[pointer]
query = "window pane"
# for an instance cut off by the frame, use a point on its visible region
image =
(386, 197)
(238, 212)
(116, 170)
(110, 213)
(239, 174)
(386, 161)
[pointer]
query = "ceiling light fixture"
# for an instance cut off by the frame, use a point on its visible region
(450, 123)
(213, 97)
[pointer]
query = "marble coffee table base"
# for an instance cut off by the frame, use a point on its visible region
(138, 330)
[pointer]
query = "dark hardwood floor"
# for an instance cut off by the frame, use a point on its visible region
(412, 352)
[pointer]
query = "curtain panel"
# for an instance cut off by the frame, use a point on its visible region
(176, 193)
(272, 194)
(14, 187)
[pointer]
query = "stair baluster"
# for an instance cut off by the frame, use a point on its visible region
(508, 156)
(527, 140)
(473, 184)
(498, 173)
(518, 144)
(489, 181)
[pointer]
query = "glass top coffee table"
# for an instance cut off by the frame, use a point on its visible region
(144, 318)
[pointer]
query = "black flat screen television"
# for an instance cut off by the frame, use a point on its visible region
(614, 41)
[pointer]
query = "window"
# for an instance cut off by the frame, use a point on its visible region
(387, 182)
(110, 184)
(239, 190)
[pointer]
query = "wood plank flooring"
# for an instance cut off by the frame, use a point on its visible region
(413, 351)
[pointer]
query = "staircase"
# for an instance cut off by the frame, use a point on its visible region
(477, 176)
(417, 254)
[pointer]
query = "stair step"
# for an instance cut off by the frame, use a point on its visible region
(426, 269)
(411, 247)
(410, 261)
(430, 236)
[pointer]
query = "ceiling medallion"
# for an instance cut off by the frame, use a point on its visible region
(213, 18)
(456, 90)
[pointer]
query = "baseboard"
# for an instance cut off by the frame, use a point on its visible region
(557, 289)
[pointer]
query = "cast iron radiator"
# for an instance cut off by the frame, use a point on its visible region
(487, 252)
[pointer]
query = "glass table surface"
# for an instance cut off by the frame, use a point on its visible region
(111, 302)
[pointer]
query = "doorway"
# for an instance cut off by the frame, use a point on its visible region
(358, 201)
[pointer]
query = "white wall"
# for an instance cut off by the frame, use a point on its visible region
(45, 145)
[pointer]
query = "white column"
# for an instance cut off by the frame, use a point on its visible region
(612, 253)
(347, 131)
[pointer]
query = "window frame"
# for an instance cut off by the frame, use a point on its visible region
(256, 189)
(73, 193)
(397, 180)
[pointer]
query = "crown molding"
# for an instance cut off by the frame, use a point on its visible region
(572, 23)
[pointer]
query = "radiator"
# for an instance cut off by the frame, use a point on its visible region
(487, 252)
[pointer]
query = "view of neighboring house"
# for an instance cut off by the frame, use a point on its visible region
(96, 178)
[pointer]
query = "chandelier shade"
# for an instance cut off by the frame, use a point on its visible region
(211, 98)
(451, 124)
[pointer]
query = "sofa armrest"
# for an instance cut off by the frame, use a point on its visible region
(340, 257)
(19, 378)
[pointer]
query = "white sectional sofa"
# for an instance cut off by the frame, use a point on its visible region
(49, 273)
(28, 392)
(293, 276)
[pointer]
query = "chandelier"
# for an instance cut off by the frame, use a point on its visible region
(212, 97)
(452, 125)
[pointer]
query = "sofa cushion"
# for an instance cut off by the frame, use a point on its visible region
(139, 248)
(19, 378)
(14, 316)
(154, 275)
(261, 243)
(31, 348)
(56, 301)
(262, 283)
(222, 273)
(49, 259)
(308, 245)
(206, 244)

● **EXERCISE**
Reproduce each line verbatim.

● **RESPONSE TO THIS TASK**
[pointer]
query = "window pane"
# for an instance cut off by the frame, use a point on its visible region
image =
(386, 197)
(238, 212)
(116, 170)
(110, 213)
(239, 174)
(386, 161)
[pointer]
query = "ceiling light fixture"
# for an instance cut off by the frame, use a point on its visible region
(450, 123)
(213, 97)
[pointer]
query = "marble coffee table base"
# for an instance cut off by the frame, use a point on its visible region
(138, 330)
[pointer]
query = "dark hardwood floor"
# for an instance cut off by the frame, use a point on its visible region
(412, 352)
[pointer]
query = "curtain panel"
# for an instance cut off by the frame, use a point on its visible region
(176, 193)
(272, 194)
(14, 187)
[pointer]
query = "stair baluster"
# for an instance cut off by the frame, use a point on its visible region
(508, 156)
(527, 140)
(473, 184)
(498, 173)
(518, 144)
(489, 181)
[pointer]
query = "glass top coffee table"
# for an instance cut off by the frame, use a point on its visible region
(144, 318)
[pointer]
query = "black flat screen television"
# for an instance cut off by the frame, use a point on its visible region
(614, 41)
[pointer]
query = "window"
# for an instance cut off by the frame, use a point on its visible region
(387, 182)
(110, 184)
(239, 190)
[pointer]
query = "wood plank flooring"
# for an instance cut off by the frame, use a point on its visible region
(413, 351)
[pointer]
query = "staircase"
# for an instance cut off by the frame, use a point on its visible region
(477, 176)
(417, 254)
[pointer]
query = "stair step"
# for an instance cut off by the frame, use a point on its visible region
(426, 269)
(411, 247)
(410, 261)
(430, 236)
[pointer]
query = "ceiling medallion"
# for an instance cut off by the frame, use a point on its visible region
(213, 18)
(456, 90)
[pointer]
query = "baseboard"
# for an instance cut off by the frame, use a point on its visible region
(557, 289)
[pointer]
query = "cast iron radiator"
# for an instance cut off by the frame, use a point on its visible region
(487, 252)
[pointer]
query = "glass table surface"
# for an instance cut off by the frame, use a point on its visible region
(111, 302)
[pointer]
query = "doorway"
# for an instance cut off by the frame, use a point on its visible region
(358, 201)
[pointer]
query = "white wall"
# for an instance cut off by the frame, use a point on its visible region
(45, 145)
[pointer]
query = "white column"
# for an instance cut off by the frame, use a point on its visible region
(612, 253)
(347, 131)
[pointer]
query = "window frame"
# for an instance cut off by the frame, use a point on its visible region
(256, 189)
(73, 193)
(397, 180)
[pointer]
query = "crown molding"
# for an instance cut off by the frame, use a point on its visible region
(572, 23)
[pointer]
query = "radiator"
# for an instance cut off by the frame, use a point on its visible region
(487, 252)
[pointer]
query = "view of neighboring house"
# for an instance cut off by the frame, use a point on its visible region
(96, 178)
[pointer]
query = "chandelier shade"
# for an instance cut off by the frame, use a point on its visible region
(211, 98)
(451, 124)
[pointer]
query = "sofa armrest"
# for an instance cut off by the frame, use a point on its visible region
(340, 257)
(19, 378)
[pointer]
query = "white sectional sofa"
# for an instance cut off by the frame, use a point on its visible region
(49, 273)
(28, 392)
(293, 276)
[pointer]
query = "chandelier"
# for an instance cut off by the frame, use a point on its visible region
(212, 97)
(452, 125)
[pointer]
query = "sofa cushion"
# for an instance cut off by the frame, use a point on its visible region
(139, 248)
(19, 378)
(14, 316)
(154, 275)
(261, 243)
(31, 348)
(56, 301)
(262, 283)
(222, 273)
(49, 259)
(308, 245)
(206, 244)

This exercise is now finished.